# What is being asked
Read through the entries below and copy each line where "hair" turns up.

(Phrase grounding data)
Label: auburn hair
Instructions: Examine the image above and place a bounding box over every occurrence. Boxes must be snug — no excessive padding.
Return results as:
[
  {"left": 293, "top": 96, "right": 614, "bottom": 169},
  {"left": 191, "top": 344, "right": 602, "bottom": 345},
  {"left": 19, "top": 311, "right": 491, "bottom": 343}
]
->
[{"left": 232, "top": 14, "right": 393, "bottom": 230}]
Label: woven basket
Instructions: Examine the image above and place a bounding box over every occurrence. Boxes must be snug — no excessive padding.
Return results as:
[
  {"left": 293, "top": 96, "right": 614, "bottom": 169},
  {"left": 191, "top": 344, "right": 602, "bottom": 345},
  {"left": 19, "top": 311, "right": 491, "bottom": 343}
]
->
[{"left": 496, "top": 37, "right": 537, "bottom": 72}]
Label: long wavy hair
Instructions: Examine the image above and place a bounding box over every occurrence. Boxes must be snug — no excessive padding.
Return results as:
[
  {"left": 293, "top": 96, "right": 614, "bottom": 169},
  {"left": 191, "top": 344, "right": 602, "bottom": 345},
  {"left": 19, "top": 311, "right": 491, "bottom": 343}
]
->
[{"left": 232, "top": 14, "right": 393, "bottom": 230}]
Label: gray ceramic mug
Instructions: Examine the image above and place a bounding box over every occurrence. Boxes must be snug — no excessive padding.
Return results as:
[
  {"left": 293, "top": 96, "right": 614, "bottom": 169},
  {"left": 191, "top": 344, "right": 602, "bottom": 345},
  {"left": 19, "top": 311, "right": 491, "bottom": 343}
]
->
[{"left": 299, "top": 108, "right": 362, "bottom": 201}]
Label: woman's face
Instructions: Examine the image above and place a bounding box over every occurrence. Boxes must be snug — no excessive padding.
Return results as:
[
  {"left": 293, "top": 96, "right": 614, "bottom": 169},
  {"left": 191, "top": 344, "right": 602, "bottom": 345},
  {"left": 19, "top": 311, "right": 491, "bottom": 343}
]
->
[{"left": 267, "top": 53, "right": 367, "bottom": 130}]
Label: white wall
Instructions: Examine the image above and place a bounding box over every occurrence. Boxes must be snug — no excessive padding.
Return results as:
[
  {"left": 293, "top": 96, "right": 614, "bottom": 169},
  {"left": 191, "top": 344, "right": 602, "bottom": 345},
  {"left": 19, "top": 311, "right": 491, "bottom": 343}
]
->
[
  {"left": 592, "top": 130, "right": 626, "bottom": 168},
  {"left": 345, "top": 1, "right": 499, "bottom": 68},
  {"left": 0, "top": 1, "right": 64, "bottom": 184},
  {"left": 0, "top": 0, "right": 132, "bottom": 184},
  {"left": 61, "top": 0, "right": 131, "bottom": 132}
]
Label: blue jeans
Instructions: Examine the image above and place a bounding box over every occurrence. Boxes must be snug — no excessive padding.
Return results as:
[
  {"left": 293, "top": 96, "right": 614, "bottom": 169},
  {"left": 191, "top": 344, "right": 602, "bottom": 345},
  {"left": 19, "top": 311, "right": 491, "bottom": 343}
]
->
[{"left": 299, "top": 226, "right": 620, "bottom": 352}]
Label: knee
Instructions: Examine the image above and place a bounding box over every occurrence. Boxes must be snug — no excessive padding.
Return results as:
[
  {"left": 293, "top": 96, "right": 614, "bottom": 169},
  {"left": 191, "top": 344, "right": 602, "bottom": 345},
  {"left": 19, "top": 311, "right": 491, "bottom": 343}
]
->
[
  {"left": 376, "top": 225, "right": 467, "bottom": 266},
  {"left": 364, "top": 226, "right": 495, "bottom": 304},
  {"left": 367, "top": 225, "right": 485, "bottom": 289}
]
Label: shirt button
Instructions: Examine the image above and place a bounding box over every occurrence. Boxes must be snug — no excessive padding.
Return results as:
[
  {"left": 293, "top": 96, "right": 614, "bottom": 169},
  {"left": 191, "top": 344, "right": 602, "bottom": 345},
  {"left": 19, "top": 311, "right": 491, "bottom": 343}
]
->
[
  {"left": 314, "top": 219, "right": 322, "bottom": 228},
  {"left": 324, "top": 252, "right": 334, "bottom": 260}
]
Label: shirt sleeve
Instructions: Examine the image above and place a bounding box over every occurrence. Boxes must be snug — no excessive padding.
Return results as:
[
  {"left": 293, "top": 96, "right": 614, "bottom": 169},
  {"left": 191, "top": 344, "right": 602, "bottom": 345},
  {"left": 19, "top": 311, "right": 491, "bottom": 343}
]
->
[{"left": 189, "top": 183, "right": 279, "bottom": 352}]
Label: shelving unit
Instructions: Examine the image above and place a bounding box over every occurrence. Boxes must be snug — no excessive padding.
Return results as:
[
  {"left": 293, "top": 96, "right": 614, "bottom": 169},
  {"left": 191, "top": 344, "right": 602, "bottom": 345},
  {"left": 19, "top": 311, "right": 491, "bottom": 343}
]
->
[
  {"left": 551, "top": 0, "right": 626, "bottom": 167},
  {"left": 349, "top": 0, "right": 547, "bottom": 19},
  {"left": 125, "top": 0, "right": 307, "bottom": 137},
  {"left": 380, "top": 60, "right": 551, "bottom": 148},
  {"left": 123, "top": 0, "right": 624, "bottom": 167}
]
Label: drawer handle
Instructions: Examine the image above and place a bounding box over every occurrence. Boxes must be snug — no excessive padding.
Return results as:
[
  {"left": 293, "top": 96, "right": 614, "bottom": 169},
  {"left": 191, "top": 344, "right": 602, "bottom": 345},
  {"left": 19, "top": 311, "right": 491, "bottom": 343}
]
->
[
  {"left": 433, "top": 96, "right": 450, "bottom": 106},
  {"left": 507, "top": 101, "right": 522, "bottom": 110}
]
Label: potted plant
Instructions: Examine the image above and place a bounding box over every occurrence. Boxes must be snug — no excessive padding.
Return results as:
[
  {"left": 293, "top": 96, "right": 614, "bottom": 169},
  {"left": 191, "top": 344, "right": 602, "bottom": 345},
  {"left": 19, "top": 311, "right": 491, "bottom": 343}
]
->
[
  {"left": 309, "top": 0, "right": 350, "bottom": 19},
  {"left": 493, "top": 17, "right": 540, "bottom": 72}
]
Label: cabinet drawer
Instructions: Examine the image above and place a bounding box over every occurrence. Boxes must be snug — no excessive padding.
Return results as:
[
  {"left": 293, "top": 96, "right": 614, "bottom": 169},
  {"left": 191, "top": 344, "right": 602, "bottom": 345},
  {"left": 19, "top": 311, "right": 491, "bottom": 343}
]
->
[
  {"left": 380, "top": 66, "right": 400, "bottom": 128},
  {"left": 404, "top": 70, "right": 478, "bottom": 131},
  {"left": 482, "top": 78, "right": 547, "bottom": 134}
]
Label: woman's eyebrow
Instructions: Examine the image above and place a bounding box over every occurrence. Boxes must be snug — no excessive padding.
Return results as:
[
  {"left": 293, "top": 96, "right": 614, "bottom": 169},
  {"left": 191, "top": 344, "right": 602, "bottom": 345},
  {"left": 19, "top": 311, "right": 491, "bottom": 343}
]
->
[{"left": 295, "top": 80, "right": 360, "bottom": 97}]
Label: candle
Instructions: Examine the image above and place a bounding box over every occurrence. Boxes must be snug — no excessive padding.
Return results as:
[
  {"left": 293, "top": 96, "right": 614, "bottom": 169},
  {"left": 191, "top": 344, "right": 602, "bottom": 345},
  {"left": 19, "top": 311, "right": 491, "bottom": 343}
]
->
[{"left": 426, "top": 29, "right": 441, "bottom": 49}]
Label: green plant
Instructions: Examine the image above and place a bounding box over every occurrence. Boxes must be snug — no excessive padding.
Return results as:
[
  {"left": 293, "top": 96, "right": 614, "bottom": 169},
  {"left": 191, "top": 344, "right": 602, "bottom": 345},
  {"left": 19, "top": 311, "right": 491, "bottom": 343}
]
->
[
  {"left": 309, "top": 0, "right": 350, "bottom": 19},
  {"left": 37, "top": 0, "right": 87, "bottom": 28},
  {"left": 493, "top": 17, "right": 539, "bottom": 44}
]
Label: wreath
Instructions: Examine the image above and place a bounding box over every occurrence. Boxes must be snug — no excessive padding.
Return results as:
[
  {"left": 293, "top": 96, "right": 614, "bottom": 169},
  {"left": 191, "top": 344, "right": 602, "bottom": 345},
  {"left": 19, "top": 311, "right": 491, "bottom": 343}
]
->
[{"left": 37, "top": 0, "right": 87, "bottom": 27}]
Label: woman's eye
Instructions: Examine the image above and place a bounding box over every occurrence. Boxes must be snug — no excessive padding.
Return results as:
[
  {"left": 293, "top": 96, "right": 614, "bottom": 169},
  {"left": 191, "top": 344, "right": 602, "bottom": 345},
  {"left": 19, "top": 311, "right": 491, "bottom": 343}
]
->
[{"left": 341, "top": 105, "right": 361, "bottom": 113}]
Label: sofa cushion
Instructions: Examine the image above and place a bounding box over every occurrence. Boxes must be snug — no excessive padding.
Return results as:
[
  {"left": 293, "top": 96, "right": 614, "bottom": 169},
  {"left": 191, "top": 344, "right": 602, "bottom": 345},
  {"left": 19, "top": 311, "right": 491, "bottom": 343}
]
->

# Answer section
Label: auburn hair
Label: long wavy hair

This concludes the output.